SOURCE TEXT =>
====

What is more worrying about Clause 11 is that it says that the police can confiscate the alcoholic cargo and dispose of it in whatever way they think fit. That puts a great onus on the police. There will be quite a lot of police present. They will seize lots of cans of lager. They could confiscate it in their own interests. That would cause quite a lot of trouble in Northern Ireland. I can see people turning up at the police station to say that six, and not two, cases of lager had been confiscated.

I do not think it should be an offence for Orangemen to drink at the field. They have been doing it for many years. They continue to do it. I do not think it would be right to place a legal restriction on them. They will have marched five or six miles. They bring their wives and the female members of the family. Some of the women I know who take part in the parades are just as big drinkers as some of their husbands or boyfriends taking part in the parade. I do not think that any restriction should be placed on people who are obviously sober. I hope that that gets me in well with the Orange Order.

4.45 p.m.

====

INFORMATION SUPPLIED =>
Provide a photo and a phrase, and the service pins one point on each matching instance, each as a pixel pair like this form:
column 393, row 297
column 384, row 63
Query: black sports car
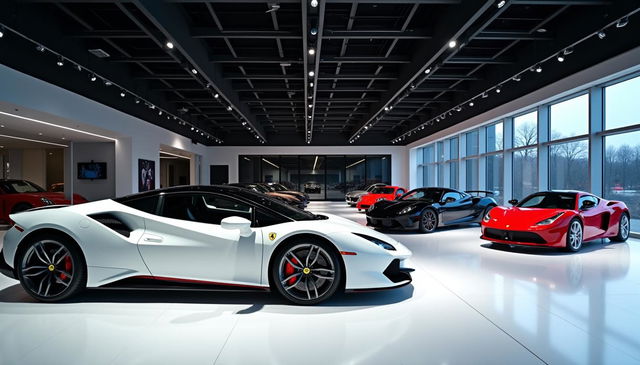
column 425, row 209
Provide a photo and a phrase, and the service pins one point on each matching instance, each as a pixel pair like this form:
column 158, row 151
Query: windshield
column 382, row 191
column 20, row 186
column 423, row 194
column 549, row 200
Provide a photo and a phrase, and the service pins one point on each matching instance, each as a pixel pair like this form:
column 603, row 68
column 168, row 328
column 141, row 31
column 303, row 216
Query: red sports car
column 379, row 193
column 557, row 219
column 19, row 195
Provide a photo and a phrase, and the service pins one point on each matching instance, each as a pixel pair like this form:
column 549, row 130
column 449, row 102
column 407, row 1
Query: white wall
column 135, row 138
column 229, row 156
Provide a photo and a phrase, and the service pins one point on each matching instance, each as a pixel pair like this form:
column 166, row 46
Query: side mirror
column 587, row 204
column 237, row 223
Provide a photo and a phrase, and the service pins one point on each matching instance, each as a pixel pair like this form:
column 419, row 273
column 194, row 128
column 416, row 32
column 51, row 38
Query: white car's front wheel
column 306, row 272
column 51, row 268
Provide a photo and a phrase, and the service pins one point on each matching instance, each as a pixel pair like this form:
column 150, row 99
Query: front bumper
column 5, row 269
column 402, row 222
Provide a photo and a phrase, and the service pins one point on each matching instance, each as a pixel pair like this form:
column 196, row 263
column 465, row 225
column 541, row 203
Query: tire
column 51, row 268
column 624, row 227
column 21, row 207
column 315, row 281
column 574, row 236
column 428, row 221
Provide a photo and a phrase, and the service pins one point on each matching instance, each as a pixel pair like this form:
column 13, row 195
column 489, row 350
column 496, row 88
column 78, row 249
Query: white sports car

====

INSTRUCTIONS =>
**A.** According to the debate excerpt about Clause 11, how far will the Orangemen have marched?
**B.** From the debate excerpt about Clause 11, list every statement the speaker introduces with the words "I do not think".
**C.** Resume the debate excerpt about Clause 11 after its final line.

OUTPUTS =>
**A.** Five or six miles.

**B.**
- It should be an offence for Orangemen to drink at the field.
- It would be right to place a legal restriction on them.
- Any restriction should be placed on people who are obviously sober.

**C.**
Lord LyelI

My Lords, it is difficult to try to follow the noble Lord, Lord Fitt. I shall make a humble attempt so to do. Those of your Lordships who attended the Committee will remember that I moved a somewhat mischievous amendment to subsection (5) about what would happen to the alcoholic liquid in cans. Are they called alcopops or something of that nature? I suggested that some members of the Royal Ulster Constabulary should take responsibility for the disposal of the liquid. I paid close attention to the noble Lord, Lord Alderdice, and I wonder whether the noble Lord, Lord Molyneaux, will go by the name of "Mineral Water Molyneaux". I served for six happy Orange occasions in Northern Ireland and I was under the perhaps mistaken impression that many of the parades were official Orange parades. I was quickly disabused of that notion by being told that there were all kinds of unofficial and independent Orange parades, let alone the Apprentice Boys, who were more militant than many of the others. I just wonder whether there is a more serious aspect to the amendment.

Seventeen years ago I was in the position of the Minister, having to move amendments to the Criminal Justice (Scotland) Bill 1980, dealing with what might be in the context of this Bill something akin to a cultural identity. which was confiscating large amounts of alcohol moving about Scotland—indeed, past my home—on arterial routes. Members of the warring tribes, if I may call them that, north of the Border, were attending matches where their favourite football team was playing. The noble Lord, Lord Fitt, has it absolutely right. It was not necessarily the content of the alcohol. In Scotland we call them "controlled containers". One can throw them and make use of them. That applies even to mineral water or alcopops, let alone what had been taken by the participants in these cultural identity parades and football matches before anyone even arrived at them.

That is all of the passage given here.